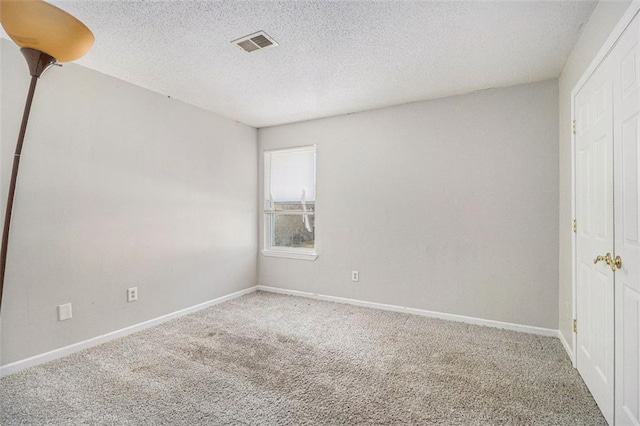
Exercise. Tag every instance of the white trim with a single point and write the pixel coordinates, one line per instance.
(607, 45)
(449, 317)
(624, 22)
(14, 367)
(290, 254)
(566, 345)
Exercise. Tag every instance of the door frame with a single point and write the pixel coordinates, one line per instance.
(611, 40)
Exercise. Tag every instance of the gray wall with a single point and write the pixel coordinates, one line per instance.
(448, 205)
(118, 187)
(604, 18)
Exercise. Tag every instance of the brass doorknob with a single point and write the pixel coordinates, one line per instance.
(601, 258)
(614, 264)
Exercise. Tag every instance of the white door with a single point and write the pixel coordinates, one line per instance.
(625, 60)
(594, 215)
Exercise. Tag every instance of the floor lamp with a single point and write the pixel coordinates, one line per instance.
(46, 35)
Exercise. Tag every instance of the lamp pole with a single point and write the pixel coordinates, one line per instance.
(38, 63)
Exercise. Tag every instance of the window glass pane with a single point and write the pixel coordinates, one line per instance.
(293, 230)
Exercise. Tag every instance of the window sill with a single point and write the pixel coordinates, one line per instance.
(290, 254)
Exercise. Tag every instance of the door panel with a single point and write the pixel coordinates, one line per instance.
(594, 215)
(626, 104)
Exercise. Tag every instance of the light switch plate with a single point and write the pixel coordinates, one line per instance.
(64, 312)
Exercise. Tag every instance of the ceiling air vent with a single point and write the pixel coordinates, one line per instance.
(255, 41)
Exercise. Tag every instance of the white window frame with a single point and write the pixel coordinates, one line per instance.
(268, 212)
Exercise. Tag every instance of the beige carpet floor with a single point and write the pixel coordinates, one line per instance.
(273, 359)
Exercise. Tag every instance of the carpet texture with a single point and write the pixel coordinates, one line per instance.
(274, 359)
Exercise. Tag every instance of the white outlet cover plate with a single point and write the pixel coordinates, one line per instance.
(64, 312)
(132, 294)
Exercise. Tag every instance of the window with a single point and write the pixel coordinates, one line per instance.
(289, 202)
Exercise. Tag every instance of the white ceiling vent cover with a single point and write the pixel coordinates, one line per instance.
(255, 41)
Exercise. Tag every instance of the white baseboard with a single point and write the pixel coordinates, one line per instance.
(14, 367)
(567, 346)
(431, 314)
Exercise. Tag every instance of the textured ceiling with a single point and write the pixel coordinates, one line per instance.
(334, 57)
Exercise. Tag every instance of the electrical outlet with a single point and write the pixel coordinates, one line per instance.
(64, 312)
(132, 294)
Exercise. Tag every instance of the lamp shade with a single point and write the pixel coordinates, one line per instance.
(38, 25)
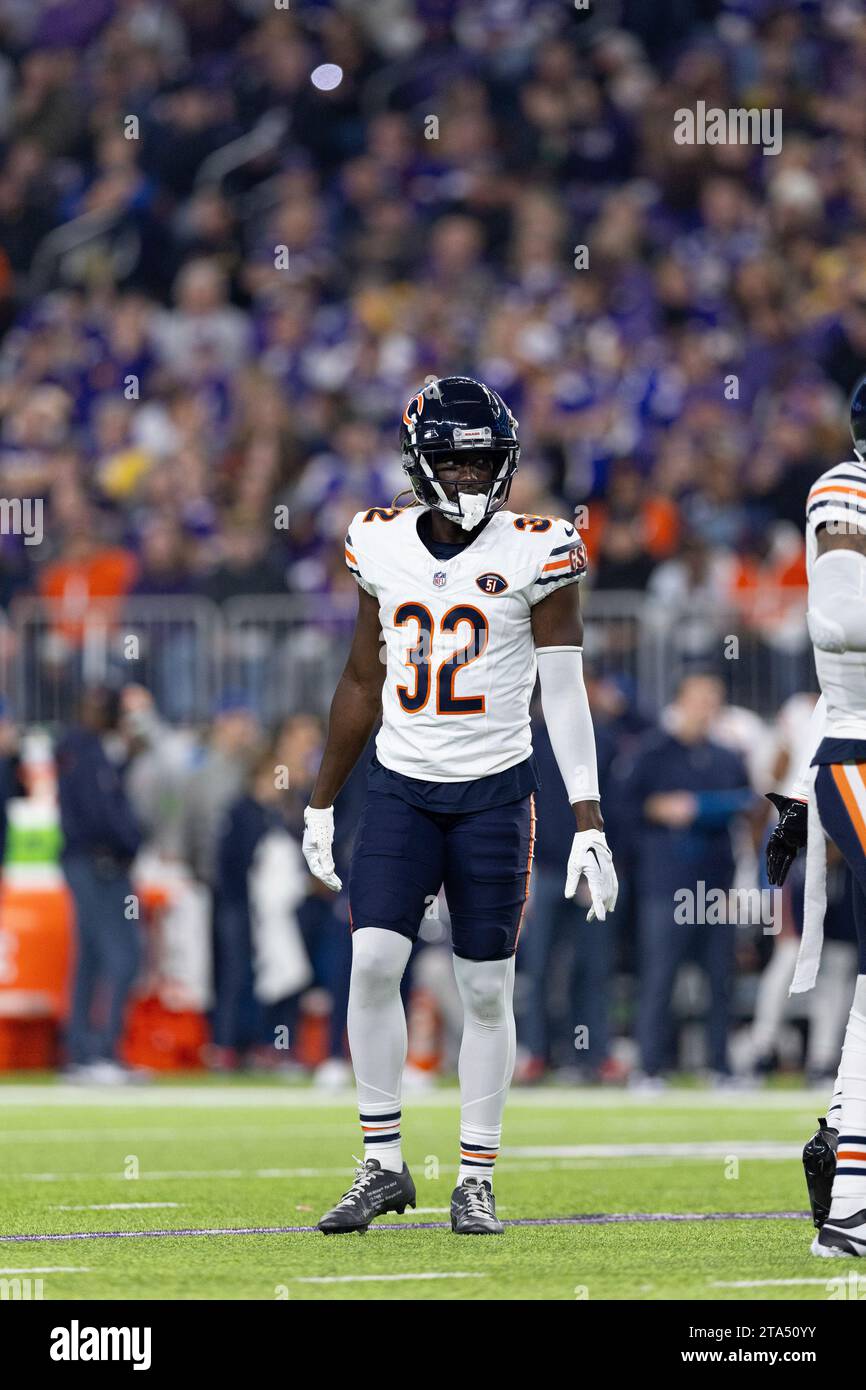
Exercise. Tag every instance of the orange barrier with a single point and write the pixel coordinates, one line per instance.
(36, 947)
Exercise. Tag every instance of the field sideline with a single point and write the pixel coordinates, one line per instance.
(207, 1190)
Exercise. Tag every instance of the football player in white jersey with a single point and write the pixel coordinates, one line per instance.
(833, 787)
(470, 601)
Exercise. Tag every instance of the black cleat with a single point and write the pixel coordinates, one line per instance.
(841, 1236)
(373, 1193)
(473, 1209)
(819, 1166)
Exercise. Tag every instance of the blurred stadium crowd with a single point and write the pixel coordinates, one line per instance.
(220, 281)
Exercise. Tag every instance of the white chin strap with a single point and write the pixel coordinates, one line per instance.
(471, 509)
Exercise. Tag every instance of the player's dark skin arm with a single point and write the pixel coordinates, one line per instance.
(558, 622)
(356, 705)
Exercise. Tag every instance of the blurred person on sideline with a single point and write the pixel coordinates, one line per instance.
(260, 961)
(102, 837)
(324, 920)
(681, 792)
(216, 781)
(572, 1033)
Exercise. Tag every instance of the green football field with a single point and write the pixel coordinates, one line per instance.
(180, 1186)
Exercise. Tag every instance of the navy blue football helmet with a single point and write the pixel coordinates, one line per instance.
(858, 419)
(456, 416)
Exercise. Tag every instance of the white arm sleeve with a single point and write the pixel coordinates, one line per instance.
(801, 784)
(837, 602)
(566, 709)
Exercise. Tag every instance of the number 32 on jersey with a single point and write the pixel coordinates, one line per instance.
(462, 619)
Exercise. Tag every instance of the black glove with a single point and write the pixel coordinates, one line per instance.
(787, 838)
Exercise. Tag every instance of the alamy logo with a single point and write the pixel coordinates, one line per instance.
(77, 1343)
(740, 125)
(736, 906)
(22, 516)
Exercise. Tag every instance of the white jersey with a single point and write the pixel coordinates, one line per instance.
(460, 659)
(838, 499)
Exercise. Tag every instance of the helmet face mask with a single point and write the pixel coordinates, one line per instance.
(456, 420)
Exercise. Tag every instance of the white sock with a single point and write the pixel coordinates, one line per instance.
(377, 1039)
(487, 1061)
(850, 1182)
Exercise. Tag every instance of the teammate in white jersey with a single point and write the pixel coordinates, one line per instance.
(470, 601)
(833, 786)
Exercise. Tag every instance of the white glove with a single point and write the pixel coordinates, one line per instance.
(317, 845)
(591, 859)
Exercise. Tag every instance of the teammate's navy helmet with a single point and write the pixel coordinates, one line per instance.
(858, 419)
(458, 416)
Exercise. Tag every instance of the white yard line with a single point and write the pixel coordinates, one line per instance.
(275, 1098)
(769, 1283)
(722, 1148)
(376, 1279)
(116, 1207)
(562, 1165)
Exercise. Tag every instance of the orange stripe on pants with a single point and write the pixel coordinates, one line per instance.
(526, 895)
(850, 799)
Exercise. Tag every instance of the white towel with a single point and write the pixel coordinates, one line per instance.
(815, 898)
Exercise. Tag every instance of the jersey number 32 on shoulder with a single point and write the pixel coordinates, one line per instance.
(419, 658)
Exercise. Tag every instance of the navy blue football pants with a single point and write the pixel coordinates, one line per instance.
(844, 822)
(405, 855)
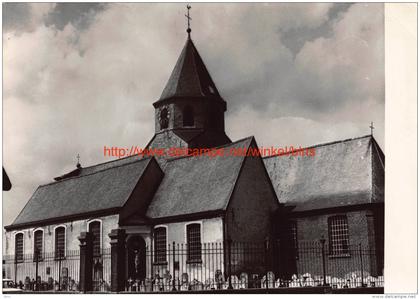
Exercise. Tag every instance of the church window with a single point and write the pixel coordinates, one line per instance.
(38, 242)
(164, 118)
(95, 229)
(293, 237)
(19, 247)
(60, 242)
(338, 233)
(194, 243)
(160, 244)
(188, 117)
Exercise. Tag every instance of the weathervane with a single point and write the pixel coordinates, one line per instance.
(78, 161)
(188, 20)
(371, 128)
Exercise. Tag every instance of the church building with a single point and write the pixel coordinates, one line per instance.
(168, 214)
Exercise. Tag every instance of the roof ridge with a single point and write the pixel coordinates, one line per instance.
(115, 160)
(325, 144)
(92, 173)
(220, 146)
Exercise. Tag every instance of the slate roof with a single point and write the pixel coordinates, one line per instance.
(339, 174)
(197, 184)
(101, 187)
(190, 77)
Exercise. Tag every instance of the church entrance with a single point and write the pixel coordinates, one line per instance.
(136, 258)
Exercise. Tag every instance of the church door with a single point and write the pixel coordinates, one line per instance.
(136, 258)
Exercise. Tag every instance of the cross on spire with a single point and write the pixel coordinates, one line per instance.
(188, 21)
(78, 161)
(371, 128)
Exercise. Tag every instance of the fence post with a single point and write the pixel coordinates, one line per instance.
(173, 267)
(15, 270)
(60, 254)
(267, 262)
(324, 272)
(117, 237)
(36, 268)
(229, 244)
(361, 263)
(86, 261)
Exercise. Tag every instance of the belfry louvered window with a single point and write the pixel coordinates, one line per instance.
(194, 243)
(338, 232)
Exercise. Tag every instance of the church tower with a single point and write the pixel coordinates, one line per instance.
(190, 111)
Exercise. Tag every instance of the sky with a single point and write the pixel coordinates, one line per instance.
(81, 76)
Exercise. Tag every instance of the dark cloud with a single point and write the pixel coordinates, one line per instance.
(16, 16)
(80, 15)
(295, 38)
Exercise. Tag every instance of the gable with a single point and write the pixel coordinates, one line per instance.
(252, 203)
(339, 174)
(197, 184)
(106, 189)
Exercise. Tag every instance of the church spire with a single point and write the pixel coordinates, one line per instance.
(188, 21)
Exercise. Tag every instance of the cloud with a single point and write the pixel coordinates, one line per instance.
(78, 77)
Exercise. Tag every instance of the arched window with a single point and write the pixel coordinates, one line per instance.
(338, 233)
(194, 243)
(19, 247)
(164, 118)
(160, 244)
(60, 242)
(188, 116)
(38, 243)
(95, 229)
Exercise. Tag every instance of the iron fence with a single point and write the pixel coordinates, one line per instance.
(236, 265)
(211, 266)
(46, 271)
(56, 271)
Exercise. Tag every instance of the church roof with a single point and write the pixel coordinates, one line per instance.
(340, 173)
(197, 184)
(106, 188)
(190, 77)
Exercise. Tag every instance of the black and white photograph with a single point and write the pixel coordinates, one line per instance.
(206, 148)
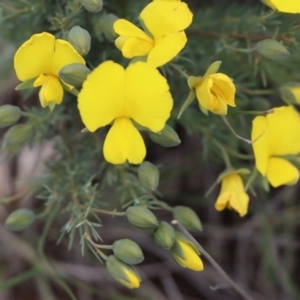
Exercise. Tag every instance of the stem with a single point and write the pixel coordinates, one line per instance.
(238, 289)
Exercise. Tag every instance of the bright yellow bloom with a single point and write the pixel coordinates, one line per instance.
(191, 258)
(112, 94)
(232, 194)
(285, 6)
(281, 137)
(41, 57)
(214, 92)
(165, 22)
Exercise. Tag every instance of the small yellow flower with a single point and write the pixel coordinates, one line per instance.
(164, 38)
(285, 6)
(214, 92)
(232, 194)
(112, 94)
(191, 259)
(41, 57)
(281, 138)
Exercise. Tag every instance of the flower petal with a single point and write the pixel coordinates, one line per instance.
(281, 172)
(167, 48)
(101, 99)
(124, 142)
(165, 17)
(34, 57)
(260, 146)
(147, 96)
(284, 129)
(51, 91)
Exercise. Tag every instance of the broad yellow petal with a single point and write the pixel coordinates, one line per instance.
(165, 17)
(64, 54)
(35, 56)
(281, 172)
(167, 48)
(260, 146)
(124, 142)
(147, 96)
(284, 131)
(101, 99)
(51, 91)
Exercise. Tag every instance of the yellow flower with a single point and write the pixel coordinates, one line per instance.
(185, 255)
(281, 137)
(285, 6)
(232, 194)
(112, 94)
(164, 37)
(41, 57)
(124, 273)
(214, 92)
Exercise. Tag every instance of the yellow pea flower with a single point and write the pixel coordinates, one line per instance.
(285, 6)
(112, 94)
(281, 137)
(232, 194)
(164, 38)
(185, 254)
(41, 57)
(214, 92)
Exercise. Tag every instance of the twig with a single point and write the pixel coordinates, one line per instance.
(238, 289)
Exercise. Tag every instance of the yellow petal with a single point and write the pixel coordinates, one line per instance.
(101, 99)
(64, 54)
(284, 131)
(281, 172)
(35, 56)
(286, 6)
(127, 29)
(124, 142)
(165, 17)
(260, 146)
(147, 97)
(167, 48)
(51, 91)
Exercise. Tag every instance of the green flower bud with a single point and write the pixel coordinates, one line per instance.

::::

* [EXERCISE REQUIREMENTS] Give back exactly the lines starting at the one with "Exercise. Tag every instance of the twig" and running to the end of the listing. Include both ends.

* [COMPLETED TASK]
Exercise. Tag every instance of the twig with a single point and write the pixel coordinates, one line per instance.
(238, 289)
Exercise. Tag every instance of the yellow petal with a single point and write the pixel coordinates, one line per instance.
(101, 99)
(64, 54)
(284, 131)
(281, 172)
(35, 56)
(286, 6)
(127, 29)
(124, 142)
(165, 17)
(260, 146)
(147, 97)
(167, 48)
(51, 91)
Exercise. Tag every instance of the green flower bud with a single point and write the pixel coordinates, one line per instance.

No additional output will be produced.